— start —

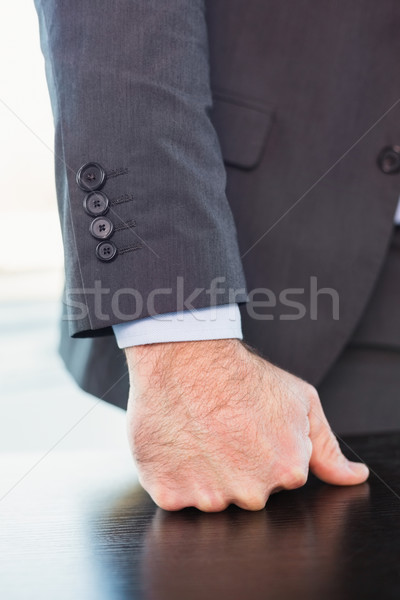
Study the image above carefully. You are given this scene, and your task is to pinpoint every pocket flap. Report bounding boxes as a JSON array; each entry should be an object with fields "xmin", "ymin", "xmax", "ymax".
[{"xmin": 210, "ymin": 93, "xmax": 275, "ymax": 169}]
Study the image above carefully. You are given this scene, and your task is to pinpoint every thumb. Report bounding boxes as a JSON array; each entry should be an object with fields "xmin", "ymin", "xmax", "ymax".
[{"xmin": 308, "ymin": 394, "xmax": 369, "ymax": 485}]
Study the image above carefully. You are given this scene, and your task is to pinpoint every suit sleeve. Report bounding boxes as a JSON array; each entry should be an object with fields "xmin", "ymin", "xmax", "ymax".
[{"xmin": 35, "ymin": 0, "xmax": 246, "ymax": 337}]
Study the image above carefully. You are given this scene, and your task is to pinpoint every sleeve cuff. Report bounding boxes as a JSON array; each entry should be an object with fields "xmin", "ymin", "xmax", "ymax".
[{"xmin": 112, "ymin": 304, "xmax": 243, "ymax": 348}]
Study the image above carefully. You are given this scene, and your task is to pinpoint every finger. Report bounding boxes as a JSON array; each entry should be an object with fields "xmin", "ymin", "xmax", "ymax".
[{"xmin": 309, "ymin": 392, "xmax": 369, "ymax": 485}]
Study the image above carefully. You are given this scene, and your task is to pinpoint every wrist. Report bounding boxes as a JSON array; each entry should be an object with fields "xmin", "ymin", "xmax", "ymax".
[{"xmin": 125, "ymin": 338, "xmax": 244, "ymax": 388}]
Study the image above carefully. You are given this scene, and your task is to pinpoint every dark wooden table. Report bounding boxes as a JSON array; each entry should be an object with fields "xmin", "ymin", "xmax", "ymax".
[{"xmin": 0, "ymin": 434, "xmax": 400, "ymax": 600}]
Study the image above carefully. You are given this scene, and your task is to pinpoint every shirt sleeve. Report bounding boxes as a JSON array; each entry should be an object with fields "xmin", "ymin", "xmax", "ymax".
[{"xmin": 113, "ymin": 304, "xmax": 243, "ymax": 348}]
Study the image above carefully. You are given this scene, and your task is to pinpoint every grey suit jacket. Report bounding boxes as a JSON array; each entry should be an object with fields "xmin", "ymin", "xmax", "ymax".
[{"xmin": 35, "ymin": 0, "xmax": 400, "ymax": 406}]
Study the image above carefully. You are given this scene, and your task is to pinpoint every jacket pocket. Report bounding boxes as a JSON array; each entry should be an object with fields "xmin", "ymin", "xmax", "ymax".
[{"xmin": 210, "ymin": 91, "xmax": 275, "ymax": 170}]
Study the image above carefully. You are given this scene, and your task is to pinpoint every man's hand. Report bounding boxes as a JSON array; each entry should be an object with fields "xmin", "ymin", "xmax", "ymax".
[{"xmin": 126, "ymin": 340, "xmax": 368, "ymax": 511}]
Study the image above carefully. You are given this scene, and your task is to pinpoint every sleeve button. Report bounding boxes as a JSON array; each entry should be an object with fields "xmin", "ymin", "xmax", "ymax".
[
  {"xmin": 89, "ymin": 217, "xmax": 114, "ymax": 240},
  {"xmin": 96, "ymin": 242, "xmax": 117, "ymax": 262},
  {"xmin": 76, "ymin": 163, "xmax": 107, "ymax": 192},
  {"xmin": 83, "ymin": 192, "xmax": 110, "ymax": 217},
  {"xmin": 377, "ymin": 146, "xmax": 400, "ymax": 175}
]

— end —

Work to complete = Please reproduce everything from the line containing "pinpoint every man's" down to the end of the material above, with each bounding-box coordinate in the answers multiplied by 0.6 and rounded to a whole number, halves going up. Keep every other line as it stands.

Written response =
Study the image above carefully. You are given this scene, and your task is to pinpoint every man's hand. Report bounding boxes as a JSON array; each entry should be an object with fields "xmin", "ymin", "xmax", "ymax".
[{"xmin": 76, "ymin": 204, "xmax": 221, "ymax": 307}]
Study the image above carefully. You are given this scene, and your task is to pinpoint every sleeve button. Report bounding boxes as a JSON array; each entry should be an object with fields "xmin", "ymin", "xmax", "ymax".
[
  {"xmin": 53, "ymin": 130, "xmax": 68, "ymax": 144},
  {"xmin": 58, "ymin": 145, "xmax": 70, "ymax": 157},
  {"xmin": 46, "ymin": 98, "xmax": 64, "ymax": 115},
  {"xmin": 50, "ymin": 115, "xmax": 66, "ymax": 130},
  {"xmin": 226, "ymin": 88, "xmax": 240, "ymax": 105}
]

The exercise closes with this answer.